Exercise requirements. Recast the lines from the one containing "Reviewer note: confirm that each instance of the hiker in light" through the end of the records as a two-column CSV with columns instruction and points, one row per line and its answer, each in a single quoted field with line breaks replaced by spaces. Leave the pictures out.

Records for the exercise.
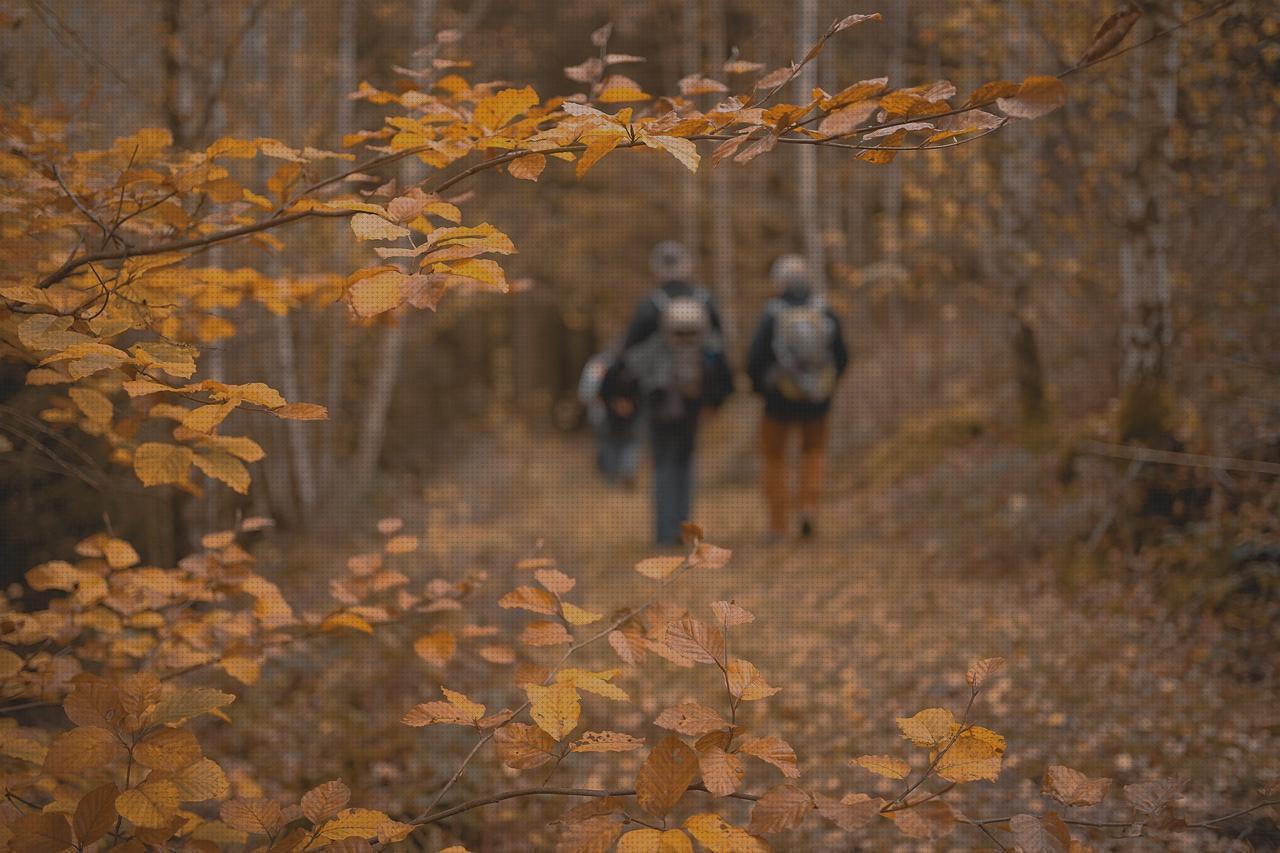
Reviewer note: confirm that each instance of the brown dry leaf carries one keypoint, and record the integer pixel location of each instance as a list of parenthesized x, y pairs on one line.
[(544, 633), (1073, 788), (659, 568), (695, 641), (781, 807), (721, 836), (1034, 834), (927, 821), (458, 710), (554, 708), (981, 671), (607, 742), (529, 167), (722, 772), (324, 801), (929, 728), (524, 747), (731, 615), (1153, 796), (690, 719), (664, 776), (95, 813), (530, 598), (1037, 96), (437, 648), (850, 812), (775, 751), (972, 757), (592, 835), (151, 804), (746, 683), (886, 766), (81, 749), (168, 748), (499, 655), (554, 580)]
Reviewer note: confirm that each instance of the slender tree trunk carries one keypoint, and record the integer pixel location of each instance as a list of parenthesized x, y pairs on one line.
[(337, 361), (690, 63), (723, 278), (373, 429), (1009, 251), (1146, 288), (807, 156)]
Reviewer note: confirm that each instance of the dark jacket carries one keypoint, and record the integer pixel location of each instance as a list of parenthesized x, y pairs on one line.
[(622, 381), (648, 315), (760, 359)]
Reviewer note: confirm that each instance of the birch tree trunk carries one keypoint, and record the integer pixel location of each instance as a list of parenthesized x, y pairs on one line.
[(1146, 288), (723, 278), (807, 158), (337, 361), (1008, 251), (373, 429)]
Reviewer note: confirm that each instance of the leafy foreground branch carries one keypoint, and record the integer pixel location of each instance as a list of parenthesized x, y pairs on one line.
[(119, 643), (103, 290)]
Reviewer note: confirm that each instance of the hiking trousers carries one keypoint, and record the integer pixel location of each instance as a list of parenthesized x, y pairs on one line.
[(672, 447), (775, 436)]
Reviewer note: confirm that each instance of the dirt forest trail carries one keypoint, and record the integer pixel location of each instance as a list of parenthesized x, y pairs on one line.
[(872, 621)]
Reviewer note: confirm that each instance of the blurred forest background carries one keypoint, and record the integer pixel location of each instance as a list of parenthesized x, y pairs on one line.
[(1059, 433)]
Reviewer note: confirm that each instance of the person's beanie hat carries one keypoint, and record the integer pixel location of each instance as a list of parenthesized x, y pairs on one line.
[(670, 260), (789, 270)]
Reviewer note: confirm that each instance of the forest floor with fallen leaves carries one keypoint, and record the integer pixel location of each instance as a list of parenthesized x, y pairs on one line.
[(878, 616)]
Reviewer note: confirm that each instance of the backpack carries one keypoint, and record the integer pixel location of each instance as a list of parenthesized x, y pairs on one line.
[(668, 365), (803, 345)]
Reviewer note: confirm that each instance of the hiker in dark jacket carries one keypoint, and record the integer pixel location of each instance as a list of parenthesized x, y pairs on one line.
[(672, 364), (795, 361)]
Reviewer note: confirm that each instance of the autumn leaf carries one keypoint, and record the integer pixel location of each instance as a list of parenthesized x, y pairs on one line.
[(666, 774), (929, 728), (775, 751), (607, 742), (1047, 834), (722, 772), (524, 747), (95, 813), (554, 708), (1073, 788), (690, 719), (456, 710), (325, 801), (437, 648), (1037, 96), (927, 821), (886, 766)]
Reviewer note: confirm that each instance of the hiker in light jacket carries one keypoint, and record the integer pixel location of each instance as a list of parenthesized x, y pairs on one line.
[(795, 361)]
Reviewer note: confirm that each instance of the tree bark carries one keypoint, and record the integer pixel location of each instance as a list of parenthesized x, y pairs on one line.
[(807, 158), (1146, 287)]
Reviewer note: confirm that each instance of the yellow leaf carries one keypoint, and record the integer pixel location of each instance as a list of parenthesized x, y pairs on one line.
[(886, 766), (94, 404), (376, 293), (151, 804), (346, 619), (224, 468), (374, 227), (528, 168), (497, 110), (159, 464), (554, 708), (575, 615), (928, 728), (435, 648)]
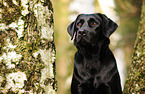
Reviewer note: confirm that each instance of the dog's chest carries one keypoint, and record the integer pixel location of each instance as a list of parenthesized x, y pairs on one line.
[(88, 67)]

Complete output.
instruction,points
"Reviewer note: confirm that each instance of the hiker in light jacket carries one keypoint, and record the integer pixel location of each instance as a list of parenthesized x, y pairs on one line.","[(795, 361)]"
"Reviewer note: confirm that each instance of the tree bark carries one keypoint, and record the integer pixel location of each instance as a list of parenthesized x, y pairs on one line.","[(807, 158), (1146, 287)]"
"Reviewer note: confirm that each instance of the yellow leaf carries one keypoint, and record the integer pixel location of each instance as a list of parenthesized x, y pairs on one line.","[(886, 766), (94, 404), (376, 293), (151, 804), (346, 619), (224, 468), (374, 227), (528, 168), (497, 110), (159, 464), (554, 708), (575, 615), (928, 728), (435, 648)]"
"Reviewer note: confirm that each instance of the dog's chest carries one keypoint, and record the integer pixel location of each instance as a list of parenthesized x, y pairs on one line.","[(88, 67)]"